Excerpted text
Supporting her new team also meant providing skills where they were lacking. For example, when Hendery learned most of her staff didn’t know how to write marketing plans with actionable KPIs, she held workshops to train her team, collaboratively review everyone’s work and build morale.

Prepare for Resistance, Especially Internally

When starting in a new role as CMO, the loudest resistance may come from the internal culture rather than budget or external challenges. Smith encountered some resistance when she tried to introduce external vendor partners to help her team earn some quick wins. The small team was mostly accustomed to doing everything in-house and some considered external vendors a sign of distrust.

Bringing in external partners can be a lifeline, especially if your in-house team lacks bandwidth or up-to-date expertise. But be prepared to explain why, again and again.

Smith shares, “I explained to my team that I was bringing a gift to them by expanding the team’s bandwidth with this talented vendor who can quickly put something in the market for us and that they would still be a part of the work and strategy.”

As you bring new ideas and methods to your new role, Hendery warns not to focus on your past organization. She advises, “You’ll want to do everything you did at your old place, but the minute you mention your old health system, people’s eyes will glaze over.”

Dataset records

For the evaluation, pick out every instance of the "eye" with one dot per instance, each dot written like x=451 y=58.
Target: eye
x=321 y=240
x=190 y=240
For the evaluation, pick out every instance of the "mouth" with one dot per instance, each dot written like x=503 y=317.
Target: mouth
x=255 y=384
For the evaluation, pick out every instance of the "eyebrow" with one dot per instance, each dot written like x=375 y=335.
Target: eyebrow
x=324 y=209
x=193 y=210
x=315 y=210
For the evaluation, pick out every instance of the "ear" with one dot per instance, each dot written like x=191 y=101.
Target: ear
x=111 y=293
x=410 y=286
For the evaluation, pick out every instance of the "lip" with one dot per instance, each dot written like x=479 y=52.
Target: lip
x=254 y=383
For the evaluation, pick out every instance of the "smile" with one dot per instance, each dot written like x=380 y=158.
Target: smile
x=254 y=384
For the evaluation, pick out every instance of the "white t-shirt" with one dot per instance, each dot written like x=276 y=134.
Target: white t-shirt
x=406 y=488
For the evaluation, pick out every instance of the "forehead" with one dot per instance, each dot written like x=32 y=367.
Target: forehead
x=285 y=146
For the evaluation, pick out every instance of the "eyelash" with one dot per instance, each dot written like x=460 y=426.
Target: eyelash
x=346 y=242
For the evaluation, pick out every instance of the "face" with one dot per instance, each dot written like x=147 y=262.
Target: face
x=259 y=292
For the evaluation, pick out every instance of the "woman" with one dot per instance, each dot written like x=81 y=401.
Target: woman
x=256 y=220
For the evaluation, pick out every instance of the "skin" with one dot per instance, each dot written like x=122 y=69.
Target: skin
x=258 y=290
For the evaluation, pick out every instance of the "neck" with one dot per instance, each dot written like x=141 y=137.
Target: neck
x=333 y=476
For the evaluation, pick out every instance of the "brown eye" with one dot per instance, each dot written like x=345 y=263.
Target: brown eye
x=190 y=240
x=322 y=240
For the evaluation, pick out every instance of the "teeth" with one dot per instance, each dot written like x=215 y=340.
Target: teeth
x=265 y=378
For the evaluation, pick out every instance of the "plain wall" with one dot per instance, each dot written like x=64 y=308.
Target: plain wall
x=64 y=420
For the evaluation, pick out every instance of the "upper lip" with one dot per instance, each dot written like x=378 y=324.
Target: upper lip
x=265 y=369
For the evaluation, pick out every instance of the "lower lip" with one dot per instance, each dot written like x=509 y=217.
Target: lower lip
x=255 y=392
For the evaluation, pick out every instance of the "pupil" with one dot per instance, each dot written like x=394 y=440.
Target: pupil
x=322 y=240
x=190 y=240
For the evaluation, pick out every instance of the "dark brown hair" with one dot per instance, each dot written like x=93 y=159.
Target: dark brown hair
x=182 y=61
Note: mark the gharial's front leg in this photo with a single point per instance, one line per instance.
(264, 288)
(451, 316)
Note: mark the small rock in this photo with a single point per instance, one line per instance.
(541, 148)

Required actions
1. Decide whether each statement agrees with the text about starting as a new CMO. Answer yes or no for each, and quote the exact words that settle it.
(a) Hendery ran workshops after finding that most of her staff couldn't write marketing plans with actionable KPIs.
(b) Smith's team was mostly used to working with outside vendors.
(c) Hendery suggests talking often about your old organization.
2. Write what comes next in the text about starting as a new CMO, picking up after its last sentence.

Responses by item number
1.
(a) Yes: "when Hendery learned most of her staff didn’t know how to write marketing plans with actionable KPIs, she held workshops to train her team"
(b) No: "The small team was mostly accustomed to doing everything in-house"
(c) No: "Hendery warns not to focus on your past organization"

2.
Navigate Local Politics with Humility

For CMOs beginning in a smaller city or town, Hendery recommends paying attention to the local marketing ecosystem. Often, it’s relational, and in Hendery’s case, many of the local vendors were even relatives of co-workers. Cutting a local print or legacy vendor too fast can backfire, even when they’re ineffective. “I went to every community event I was invited to for the whole first year because I needed to understand the dynamics as I was uncoupling from those local agencies. It caused a big stir and could have taken me out very easily,” she says.

Remember Your Mission

Having a 60- or 90-day strategy helped all three panelists focus on why they were hired as CMO. While CMOs don’t treat patients, they are stewards of the brand, the voice of the community, and often the institution’s conscience. “We have a significant responsibility, and while our resources are limited, we have a pretty big budget, so it’s on us to make sure we spend that money as strategically and responsibly as possible,” says Chang.

Despite the challenges, the panelists agree that the hard work of being a new CMO is worthwhile. “Every day at work, I have a magic wand to do good things. I understand what patients and consumers want fixed, and we have incredible power as storytellers,” says Hendery.

Key Takeaways

  1. Deliver a point of view and plan within 60-90 days: “I made sure to have a plan to share within 60 days. That was burned into my brain.” — Kathy Smith
  2. Map the power structure: “You have to understand where the power structure lies and who has influence, and you can’t really find that out unless you’re listening, observing, and asking.” — Andrew Chang
  3. Win fast, visibly: “Quick wins are absolutely essential. It might be something really small like ordering better swag, but you’ve got to deliver quickly.” — Andrew Chang
  4. Audit the team carefully and diplomatically: Kathy Smith hired a third-party assessor to talk to the team and executives, so she wasn’t relying solely on her own observations. How you handle team assessment early on sets the tone.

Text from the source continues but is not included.